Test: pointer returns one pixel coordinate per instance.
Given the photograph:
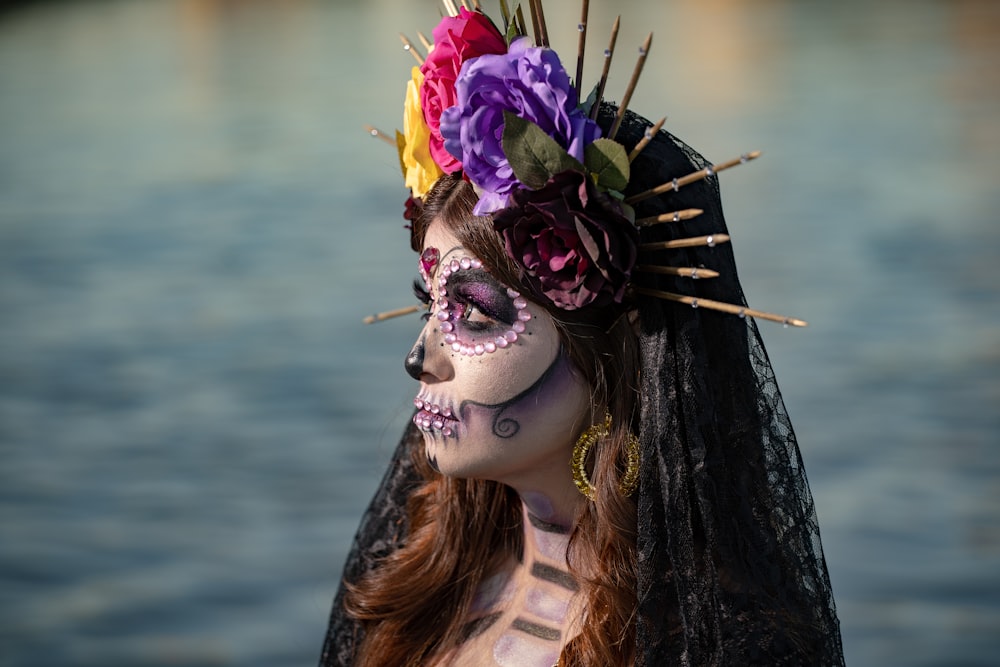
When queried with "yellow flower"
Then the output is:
(419, 169)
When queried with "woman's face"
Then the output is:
(499, 398)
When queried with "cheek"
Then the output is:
(551, 408)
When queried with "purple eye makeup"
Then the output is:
(477, 314)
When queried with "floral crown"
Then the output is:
(500, 109)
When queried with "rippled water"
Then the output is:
(192, 225)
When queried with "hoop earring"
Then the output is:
(578, 460)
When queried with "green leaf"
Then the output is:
(608, 162)
(533, 155)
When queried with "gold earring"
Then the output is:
(578, 460)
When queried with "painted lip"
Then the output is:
(434, 417)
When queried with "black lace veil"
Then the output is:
(730, 566)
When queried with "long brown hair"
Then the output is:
(462, 530)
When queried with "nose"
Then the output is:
(428, 359)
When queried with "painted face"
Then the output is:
(499, 398)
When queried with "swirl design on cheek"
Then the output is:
(530, 404)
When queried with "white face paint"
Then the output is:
(499, 399)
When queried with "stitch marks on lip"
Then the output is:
(432, 417)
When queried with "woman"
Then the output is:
(596, 474)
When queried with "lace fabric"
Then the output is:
(730, 565)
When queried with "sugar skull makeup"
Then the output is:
(477, 314)
(498, 394)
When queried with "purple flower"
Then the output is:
(574, 243)
(527, 81)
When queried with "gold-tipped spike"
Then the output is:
(582, 27)
(407, 46)
(673, 216)
(423, 40)
(682, 271)
(535, 28)
(608, 53)
(623, 105)
(723, 307)
(505, 14)
(711, 241)
(389, 314)
(646, 138)
(522, 28)
(538, 20)
(379, 134)
(678, 183)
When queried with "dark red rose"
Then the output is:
(574, 243)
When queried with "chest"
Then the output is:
(521, 620)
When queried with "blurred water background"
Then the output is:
(193, 223)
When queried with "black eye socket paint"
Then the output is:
(478, 288)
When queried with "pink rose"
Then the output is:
(456, 40)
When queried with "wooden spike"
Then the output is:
(536, 29)
(505, 14)
(379, 134)
(423, 40)
(678, 183)
(522, 28)
(608, 53)
(407, 46)
(623, 105)
(673, 216)
(693, 242)
(723, 307)
(389, 314)
(582, 27)
(682, 271)
(538, 18)
(646, 138)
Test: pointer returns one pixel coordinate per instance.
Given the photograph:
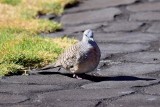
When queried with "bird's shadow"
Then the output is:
(100, 78)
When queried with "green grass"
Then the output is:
(19, 53)
(11, 2)
(21, 47)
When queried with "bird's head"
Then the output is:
(88, 35)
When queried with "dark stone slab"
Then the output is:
(46, 78)
(134, 37)
(154, 90)
(11, 98)
(142, 57)
(150, 6)
(94, 16)
(137, 100)
(145, 16)
(155, 28)
(125, 82)
(97, 4)
(122, 48)
(129, 69)
(72, 104)
(123, 26)
(81, 28)
(82, 94)
(20, 88)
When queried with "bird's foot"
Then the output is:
(76, 76)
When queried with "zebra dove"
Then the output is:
(81, 57)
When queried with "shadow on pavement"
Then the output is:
(101, 78)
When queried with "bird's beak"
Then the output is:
(91, 39)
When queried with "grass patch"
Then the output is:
(11, 2)
(19, 53)
(21, 47)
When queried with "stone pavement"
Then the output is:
(128, 33)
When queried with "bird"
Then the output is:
(82, 57)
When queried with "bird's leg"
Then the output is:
(76, 76)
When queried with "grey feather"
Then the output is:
(81, 57)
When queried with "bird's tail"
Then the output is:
(49, 67)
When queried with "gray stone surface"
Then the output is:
(135, 37)
(80, 28)
(144, 7)
(18, 88)
(72, 104)
(123, 26)
(155, 28)
(129, 69)
(119, 48)
(90, 4)
(94, 16)
(142, 57)
(153, 90)
(129, 82)
(137, 101)
(11, 98)
(50, 79)
(128, 34)
(82, 94)
(145, 16)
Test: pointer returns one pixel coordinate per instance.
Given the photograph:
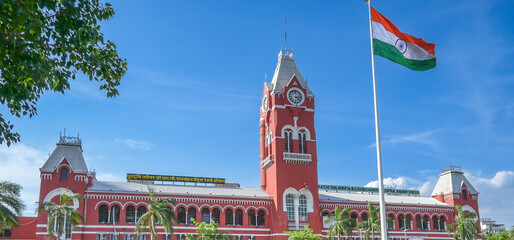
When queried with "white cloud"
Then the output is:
· · ·
* [Job]:
Reproduce every record above exactly, omitting the pictures.

* [The answer]:
Test: pointer returns one pixel coordinate per instance.
Given the photograph:
When queried with "yellow flower"
Then the output is:
(419, 169)
When queried with "woman's face"
Then the output is:
(499, 398)
When queried with "cheek"
Then the output is:
(551, 408)
When queried with "purple eye makeup"
Then the output is:
(477, 314)
When queried with "floral crown"
Then the output is:
(500, 109)
When queried with "rippled water"
Then the output is:
(192, 225)
When queried with "hoop earring"
Then the output is:
(578, 460)
When queried with "green leaf"
Then the output is:
(608, 162)
(533, 155)
When queried with "gold earring"
Then the output is:
(578, 460)
When queried with "painted lip"
Then the output is:
(434, 417)
When queried with "black lace veil"
Then the output is:
(730, 566)
When queried with "long brown hair"
Then the output is:
(462, 530)
When queried with "nose"
Then the output is:
(428, 359)
When queried with "painted face"
Then the output is:
(499, 398)
When queried with "swirl design on cheek"
Then the output is:
(530, 404)
When queried with "white face paint"
Then the output is:
(499, 399)
When queried with "stitch marks on lip"
Then the output is:
(432, 417)
When queried with "woman"
Then the output is:
(596, 474)
When queried with "lace fabric"
Then the output is:
(730, 565)
When queried with "sugar skull makeup"
Then the output is:
(477, 314)
(498, 394)
When queried with "purple flower"
Then the output is:
(574, 243)
(527, 81)
When queried with "gold-tipped spike"
Then the output is:
(582, 27)
(407, 46)
(673, 216)
(423, 40)
(682, 271)
(535, 28)
(608, 53)
(623, 105)
(723, 307)
(505, 14)
(711, 241)
(389, 314)
(646, 138)
(522, 28)
(538, 20)
(379, 134)
(678, 183)
When queried with "dark red rose"
Then the output is:
(574, 243)
When queried with "chest"
Then the output is:
(521, 620)
When queried with "blurred water background"
Then the output is:
(193, 223)
When queried with "black eye socket paint"
Then the output is:
(478, 288)
When queried with "pink rose"
Then the output is:
(456, 40)
When queried with "wooden spike"
Then the output is:
(536, 29)
(505, 14)
(379, 134)
(423, 40)
(678, 183)
(522, 28)
(608, 53)
(407, 46)
(623, 105)
(673, 216)
(693, 242)
(723, 307)
(389, 314)
(582, 27)
(682, 271)
(538, 18)
(646, 138)
Test: pointer returns one pixel coordinate per instance.
Given the photograph:
When queried with "bird's shadow"
Then the output is:
(100, 78)
When queried with "green grass"
Then the output is:
(19, 53)
(11, 2)
(21, 47)
When queried with "bird's head"
Then the output is:
(88, 35)
When queried with "dark stone slab"
Then the output is:
(46, 78)
(134, 37)
(154, 90)
(11, 98)
(142, 57)
(150, 6)
(94, 16)
(137, 100)
(145, 16)
(155, 28)
(125, 82)
(97, 4)
(122, 48)
(129, 69)
(72, 104)
(123, 26)
(81, 28)
(82, 94)
(20, 88)
When queried with "bird's foot"
Then the output is:
(76, 76)
When queried with "zebra dove"
Then the output is:
(81, 57)
When queried with "shadow on pavement"
Then the output is:
(101, 78)
When queried with "bird's beak"
Then the output is:
(91, 39)
When queried with "grass patch"
Then the output is:
(11, 2)
(19, 53)
(21, 47)
When queried with "stone pavement"
Then the output is:
(128, 33)
When queried with "bird"
Then the output is:
(82, 57)
When queried with "bird's leg"
Then the output is:
(76, 76)
When queried with "grey feather"
Then the output is:
(81, 57)
When queried with "bird's tail"
Then the output is:
(49, 67)
When queried with "gray stone surface"
Then the output is:
(135, 37)
(80, 28)
(144, 7)
(18, 88)
(72, 104)
(123, 26)
(155, 28)
(129, 69)
(119, 48)
(90, 4)
(94, 16)
(142, 57)
(153, 90)
(129, 82)
(137, 101)
(11, 98)
(50, 79)
(128, 34)
(82, 94)
(145, 16)
Test: pointer returns one pixel coordinate per instance.
Given the photograph:
When queried with "white cloud"
Then the output is:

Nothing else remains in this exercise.